*** Records shown ***

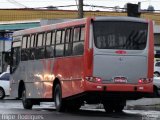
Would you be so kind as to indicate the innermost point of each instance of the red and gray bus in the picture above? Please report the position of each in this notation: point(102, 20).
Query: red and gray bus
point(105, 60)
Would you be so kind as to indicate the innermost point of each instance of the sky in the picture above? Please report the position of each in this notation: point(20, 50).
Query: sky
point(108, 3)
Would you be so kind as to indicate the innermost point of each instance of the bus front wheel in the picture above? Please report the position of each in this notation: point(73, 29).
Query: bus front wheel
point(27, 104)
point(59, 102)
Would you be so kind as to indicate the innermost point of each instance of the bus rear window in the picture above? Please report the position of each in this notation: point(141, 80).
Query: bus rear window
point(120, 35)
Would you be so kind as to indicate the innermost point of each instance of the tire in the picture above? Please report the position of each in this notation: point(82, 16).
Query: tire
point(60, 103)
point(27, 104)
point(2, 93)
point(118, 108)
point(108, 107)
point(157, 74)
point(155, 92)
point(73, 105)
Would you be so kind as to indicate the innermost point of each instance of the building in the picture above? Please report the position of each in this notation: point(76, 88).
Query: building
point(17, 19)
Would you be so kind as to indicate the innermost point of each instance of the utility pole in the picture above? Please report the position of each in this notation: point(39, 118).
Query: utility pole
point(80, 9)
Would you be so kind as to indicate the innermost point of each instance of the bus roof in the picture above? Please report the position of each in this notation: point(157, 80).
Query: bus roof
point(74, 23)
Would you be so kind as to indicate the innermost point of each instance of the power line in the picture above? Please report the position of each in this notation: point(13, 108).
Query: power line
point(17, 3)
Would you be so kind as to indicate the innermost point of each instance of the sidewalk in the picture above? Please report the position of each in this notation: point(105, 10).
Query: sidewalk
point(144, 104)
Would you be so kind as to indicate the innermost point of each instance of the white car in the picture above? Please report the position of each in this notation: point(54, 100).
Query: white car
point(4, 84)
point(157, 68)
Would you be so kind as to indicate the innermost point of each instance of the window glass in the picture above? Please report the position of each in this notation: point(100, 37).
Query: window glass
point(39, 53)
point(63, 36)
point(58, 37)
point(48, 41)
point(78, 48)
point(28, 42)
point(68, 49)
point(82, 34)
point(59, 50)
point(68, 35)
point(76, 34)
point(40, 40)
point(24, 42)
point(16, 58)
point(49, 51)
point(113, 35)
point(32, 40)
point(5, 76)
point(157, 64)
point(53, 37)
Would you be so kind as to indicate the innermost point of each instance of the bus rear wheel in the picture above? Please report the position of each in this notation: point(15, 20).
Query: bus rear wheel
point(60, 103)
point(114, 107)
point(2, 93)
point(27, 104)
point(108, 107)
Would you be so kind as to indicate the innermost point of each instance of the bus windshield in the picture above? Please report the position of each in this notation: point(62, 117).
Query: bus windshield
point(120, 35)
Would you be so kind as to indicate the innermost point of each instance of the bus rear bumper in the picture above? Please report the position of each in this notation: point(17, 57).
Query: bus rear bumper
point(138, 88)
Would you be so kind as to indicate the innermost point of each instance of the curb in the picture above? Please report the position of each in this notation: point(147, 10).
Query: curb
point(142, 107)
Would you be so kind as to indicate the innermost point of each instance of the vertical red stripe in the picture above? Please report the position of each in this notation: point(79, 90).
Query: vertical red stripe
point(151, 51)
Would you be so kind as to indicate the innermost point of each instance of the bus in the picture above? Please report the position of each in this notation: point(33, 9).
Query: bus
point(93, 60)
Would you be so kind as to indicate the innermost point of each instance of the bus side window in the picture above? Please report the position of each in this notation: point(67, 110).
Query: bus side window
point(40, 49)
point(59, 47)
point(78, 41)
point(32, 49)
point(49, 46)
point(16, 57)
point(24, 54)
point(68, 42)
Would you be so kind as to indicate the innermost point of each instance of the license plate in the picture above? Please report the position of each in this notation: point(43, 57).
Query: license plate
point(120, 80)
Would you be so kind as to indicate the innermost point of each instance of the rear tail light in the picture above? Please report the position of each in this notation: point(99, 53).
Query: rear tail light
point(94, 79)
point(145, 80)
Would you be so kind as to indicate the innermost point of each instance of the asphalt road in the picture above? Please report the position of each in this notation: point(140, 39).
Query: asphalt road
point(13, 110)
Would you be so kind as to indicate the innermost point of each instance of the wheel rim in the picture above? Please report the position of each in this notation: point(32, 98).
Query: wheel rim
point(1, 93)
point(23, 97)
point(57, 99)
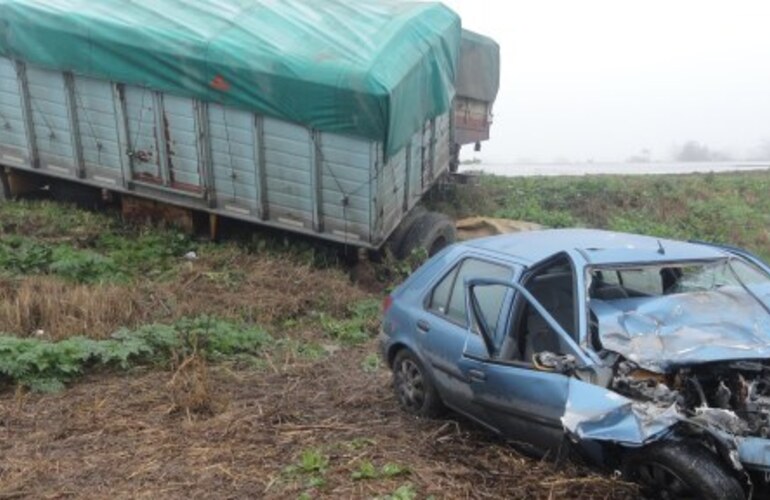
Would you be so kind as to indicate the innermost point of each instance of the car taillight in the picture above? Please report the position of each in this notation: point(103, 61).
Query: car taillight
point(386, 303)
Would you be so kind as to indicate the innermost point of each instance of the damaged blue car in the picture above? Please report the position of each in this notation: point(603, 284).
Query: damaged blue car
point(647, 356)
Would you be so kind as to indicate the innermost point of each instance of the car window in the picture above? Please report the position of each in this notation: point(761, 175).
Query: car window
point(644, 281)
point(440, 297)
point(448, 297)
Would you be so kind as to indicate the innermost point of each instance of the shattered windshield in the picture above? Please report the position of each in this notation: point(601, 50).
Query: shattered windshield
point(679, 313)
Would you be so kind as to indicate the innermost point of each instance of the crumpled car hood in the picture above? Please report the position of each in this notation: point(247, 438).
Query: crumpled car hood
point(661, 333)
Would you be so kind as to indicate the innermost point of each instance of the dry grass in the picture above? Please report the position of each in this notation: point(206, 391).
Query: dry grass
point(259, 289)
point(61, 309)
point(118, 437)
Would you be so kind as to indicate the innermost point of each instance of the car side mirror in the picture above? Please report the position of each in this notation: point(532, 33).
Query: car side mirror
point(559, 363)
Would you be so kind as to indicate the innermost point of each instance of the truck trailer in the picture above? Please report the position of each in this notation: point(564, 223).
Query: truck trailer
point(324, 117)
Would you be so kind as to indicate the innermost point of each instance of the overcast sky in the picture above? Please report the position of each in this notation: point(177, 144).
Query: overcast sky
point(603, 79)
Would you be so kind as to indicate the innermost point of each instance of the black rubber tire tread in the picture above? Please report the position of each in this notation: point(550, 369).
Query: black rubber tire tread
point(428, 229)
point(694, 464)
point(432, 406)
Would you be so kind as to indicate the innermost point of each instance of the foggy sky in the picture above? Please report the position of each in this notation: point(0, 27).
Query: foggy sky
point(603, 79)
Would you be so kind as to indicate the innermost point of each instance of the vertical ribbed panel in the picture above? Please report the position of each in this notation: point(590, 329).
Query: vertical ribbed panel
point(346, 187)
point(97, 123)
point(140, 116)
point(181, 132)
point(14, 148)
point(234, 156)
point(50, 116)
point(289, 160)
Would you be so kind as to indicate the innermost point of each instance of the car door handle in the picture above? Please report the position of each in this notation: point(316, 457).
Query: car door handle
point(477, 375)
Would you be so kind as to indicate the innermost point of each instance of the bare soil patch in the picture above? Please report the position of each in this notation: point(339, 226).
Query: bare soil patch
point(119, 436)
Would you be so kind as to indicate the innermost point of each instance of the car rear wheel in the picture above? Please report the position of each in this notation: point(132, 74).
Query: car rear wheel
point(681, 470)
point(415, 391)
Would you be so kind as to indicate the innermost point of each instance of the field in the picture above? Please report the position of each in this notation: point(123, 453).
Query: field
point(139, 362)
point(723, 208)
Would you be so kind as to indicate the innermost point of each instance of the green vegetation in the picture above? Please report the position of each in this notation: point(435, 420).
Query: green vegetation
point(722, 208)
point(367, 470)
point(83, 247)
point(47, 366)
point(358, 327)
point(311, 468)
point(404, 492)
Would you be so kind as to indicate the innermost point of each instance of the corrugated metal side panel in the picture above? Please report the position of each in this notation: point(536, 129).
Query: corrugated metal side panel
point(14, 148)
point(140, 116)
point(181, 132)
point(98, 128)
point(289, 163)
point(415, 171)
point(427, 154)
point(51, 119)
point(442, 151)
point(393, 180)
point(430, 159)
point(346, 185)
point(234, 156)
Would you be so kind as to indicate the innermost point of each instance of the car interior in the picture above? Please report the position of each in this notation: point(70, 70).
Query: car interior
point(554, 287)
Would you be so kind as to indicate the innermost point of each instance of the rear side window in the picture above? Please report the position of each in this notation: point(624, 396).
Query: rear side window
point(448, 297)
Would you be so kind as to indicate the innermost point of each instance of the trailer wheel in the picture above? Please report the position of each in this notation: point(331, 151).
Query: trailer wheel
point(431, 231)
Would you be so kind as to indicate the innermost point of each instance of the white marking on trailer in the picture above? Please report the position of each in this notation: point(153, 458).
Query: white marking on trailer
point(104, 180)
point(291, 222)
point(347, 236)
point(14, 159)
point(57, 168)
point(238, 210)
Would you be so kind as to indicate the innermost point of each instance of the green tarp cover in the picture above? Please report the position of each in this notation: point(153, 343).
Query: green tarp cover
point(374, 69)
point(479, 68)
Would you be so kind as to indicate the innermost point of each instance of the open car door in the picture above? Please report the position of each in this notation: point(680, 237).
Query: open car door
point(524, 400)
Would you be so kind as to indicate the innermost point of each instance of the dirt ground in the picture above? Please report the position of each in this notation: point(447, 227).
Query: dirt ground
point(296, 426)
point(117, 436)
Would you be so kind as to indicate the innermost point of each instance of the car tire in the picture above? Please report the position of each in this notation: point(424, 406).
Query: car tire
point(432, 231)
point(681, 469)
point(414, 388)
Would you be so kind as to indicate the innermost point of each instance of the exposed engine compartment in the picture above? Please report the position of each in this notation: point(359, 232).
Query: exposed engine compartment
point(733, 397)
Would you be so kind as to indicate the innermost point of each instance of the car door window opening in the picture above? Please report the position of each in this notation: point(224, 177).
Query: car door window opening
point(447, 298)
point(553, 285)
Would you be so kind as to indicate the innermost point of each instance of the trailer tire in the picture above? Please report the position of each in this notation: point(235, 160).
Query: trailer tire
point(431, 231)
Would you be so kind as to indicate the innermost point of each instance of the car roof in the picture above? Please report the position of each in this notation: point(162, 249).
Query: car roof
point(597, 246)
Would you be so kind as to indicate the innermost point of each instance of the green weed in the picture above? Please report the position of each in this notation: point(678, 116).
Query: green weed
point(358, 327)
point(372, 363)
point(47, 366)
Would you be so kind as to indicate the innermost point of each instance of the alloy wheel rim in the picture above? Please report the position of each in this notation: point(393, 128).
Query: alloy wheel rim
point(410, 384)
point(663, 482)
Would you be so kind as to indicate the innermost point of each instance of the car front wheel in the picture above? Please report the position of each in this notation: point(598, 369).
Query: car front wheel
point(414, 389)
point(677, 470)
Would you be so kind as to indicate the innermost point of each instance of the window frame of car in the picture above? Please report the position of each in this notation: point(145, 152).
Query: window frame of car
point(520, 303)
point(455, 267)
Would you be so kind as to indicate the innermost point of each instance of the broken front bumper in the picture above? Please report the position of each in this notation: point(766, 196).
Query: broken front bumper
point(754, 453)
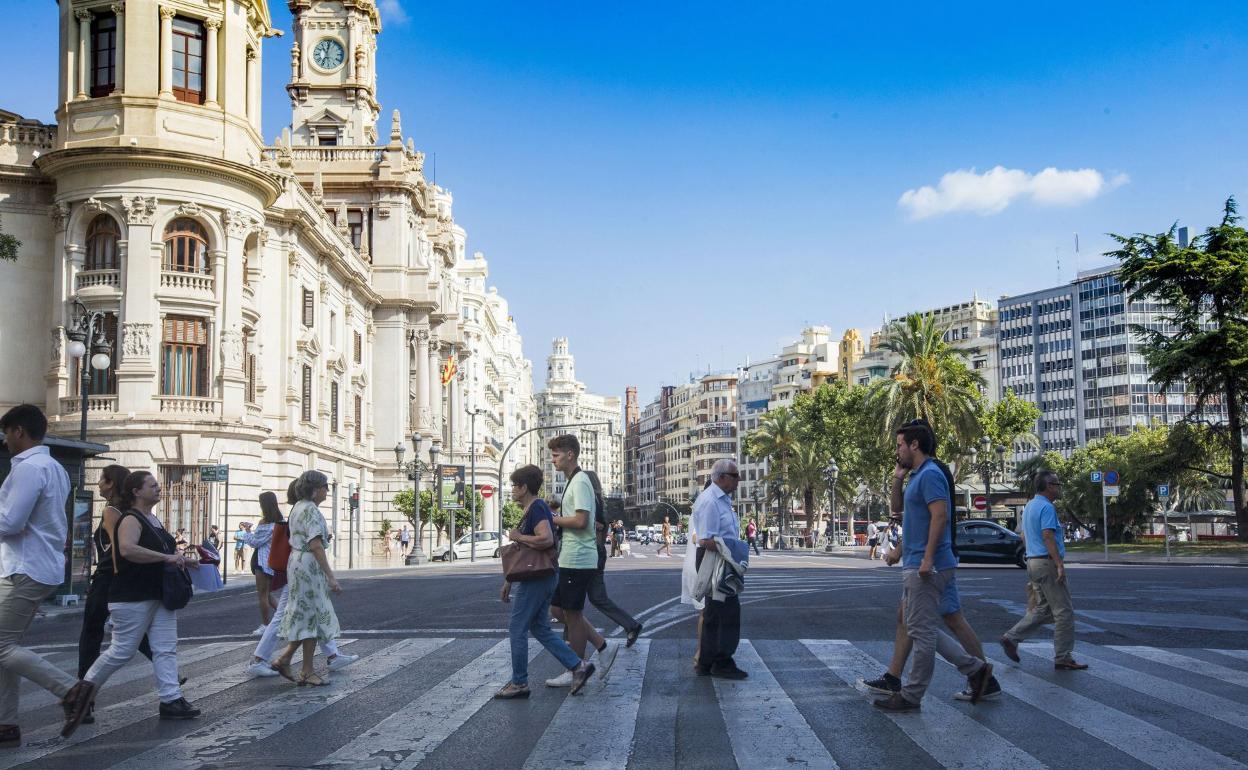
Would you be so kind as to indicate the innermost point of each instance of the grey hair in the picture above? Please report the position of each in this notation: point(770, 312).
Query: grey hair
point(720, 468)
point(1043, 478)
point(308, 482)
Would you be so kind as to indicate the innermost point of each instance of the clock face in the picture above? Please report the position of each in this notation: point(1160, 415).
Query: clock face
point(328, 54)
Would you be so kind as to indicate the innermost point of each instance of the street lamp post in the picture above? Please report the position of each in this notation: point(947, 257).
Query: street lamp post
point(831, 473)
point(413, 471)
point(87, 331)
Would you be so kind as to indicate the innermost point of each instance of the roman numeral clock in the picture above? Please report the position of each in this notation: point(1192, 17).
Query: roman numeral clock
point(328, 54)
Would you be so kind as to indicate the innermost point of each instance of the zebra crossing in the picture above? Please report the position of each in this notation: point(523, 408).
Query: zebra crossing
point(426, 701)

***

Could you repeat, exactly and with nothing added, the lines from the top of the entries above through the line that holds "notation: point(20, 50).", leaving out any pictures?

Output for this task:
Would you be so kind as to indicate the innermost point of each instance of the red and gray bus in the picture above? Please report the position of each in this notation: point(102, 20).
Query: red and gray bus
point(105, 60)
Would you be so kind as to indicate the innermost point of each instance of the sky in the picture above? Please report the position of each in this notation: point(20, 50).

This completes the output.